_Work to complete_
Rewrite the rows below as a numbered list and omit any blank lines.
★ ★ ★ ★ ★ ★ ★
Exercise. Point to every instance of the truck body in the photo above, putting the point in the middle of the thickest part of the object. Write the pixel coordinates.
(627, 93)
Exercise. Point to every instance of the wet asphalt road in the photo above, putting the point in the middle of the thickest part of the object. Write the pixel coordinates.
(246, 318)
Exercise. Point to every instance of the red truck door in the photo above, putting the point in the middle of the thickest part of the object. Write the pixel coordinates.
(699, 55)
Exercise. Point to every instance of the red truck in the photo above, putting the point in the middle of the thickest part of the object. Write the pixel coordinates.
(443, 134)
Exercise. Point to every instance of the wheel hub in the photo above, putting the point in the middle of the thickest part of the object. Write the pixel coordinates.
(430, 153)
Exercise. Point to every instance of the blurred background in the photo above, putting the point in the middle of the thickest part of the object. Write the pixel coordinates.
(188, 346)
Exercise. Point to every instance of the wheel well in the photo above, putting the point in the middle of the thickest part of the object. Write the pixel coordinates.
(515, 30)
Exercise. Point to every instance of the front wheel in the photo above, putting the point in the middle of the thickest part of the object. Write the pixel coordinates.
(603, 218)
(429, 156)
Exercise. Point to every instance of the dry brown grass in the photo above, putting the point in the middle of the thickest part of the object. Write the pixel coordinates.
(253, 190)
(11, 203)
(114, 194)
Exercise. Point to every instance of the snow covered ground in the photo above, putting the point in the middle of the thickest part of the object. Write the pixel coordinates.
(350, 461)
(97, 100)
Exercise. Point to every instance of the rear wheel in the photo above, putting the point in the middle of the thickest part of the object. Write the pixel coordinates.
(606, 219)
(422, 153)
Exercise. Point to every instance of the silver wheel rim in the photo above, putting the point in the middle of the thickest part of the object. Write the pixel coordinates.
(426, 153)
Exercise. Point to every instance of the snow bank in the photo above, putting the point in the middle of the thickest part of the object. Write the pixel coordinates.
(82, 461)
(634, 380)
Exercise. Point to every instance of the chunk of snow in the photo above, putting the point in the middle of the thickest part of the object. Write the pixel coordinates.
★ ★ ★ ★ ★ ★ ★
_Solution for this problem_
1. Exercise. Point to every instance of the truck body in the photo above, putting the point in the middle of the thickest part of the object. Write the pixel coordinates.
2. (627, 93)
3. Exercise. Point to every instance of the wet asphalt road in the photo above, putting the point in the middle of the thickest part of the object. Write the pixel coordinates.
4. (246, 318)
5. Exercise. Point to every instance of the red truck door in the photo above, putting the point in the middle of the thickest part of the object. Write the pixel coordinates.
6. (699, 55)
7. Exercise. Point to every instance of the red truck in the photo above, putting the point in the middle of the thickest part of the object. Write the pixel coordinates.
8. (443, 134)
9. Exercise. Point to every instance of the wheel hub in the photo above, putting the point in the middle of the thickest part of the object. Write the pixel coordinates.
10. (430, 153)
11. Exercise. Point to every instance of the blurred background in the photo above, putting the point in the middle of the thickest part of the object. Write the pixel coordinates.
12. (188, 346)
13. Exercise. Point to every instance of the wheel well in the photo above, putting the point in the middle of the thickest part of the object. Write the pixel coordinates.
14. (515, 30)
15. Exercise. Point to every instance of the front wheel in the photo above, putting the point in the middle of the thickest part of the object. Write the pixel coordinates.
16. (603, 218)
17. (429, 156)
18. Exercise. Point to every instance of the dry brown grass in the photo above, putting the point in the middle of the thickest part of the object. Write the pixel coordinates.
19. (253, 190)
20. (11, 203)
21. (114, 194)
22. Exercise. Point to every instance of the snow covered ground in the photo above, putting the point in the middle of the thickest part of the object. Write the pixel coordinates.
23. (350, 461)
24. (97, 100)
25. Exercise. Point to every instance of the rear wheel in the photo above, putting the point in the middle of the thickest part of the object. Write the pixel coordinates.
26. (606, 219)
27. (422, 153)
28. Exercise. Point to every instance of the silver wheel rim in the photo above, putting the point in the middle of the thickest part of the object. Write the pixel coordinates.
29. (426, 153)
30. Exercise. Point to every instance of the snow bank in the photo above, putting the point in the middle of the thickest part of the object. Write the pixel coordinates.
31. (82, 461)
32. (634, 380)
33. Exercise. Point to every instance of the chunk of snow in the photo above, putting the point in the middle of the thickest part of the object. Write the pixel coordinates.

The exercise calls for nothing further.